# Document section

......

One of the biggest mysteries in astronomy, how stars blow up in supernova explosions, is unraveling thanks to new data from NASA's Nuclear Spectroscopic Telescope Array, or NuSTAR. In this image of Cassiopeia A, NuSTAR data, which show high-energy X-rays from radioactive material, are colored blue. Lower-energy X-rays from non-radioactive material are shown in red, yellow and green. Cassiopeia A is the remains of a star that blew up in a supernova event whose light reached Earth about 350 years ago, when it could have appeared to observers as a star that suddenly brightened. The remnant is located 11,000 light-years away from Earth.

......

# Your task
Copy out the Cassiopeia A passage from "One of the biggest" up to and including "away from Earth.".

# Dataset content

......

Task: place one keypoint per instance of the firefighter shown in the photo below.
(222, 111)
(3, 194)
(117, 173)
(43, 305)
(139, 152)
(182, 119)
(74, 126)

......

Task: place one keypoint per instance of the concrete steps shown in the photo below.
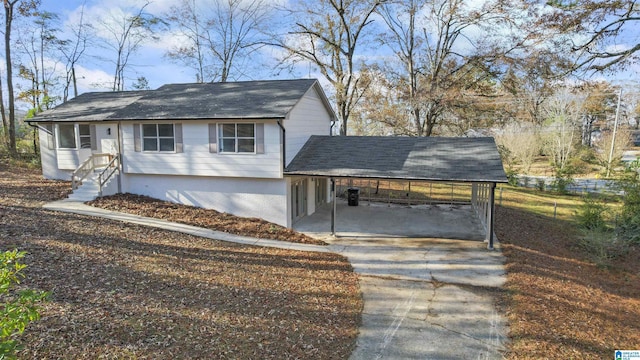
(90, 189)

......

# Output below
One of the biggest mysteries in astronomy, how stars blow up in supernova explosions, is unraveling thanks to new data from NASA's Nuclear Spectroscopic Telescope Array, or NuSTAR. In this image of Cassiopeia A, NuSTAR data, which show high-energy X-rays from radioactive material, are colored blue. Lower-energy X-rays from non-radioactive material are shown in red, yellow and green. Cassiopeia A is the remains of a star that blew up in a supernova event whose light reached Earth about 350 years ago, when it could have appeared to observers as a star that suddenly brightened. The remnant is located 11,000 light-years away from Earth.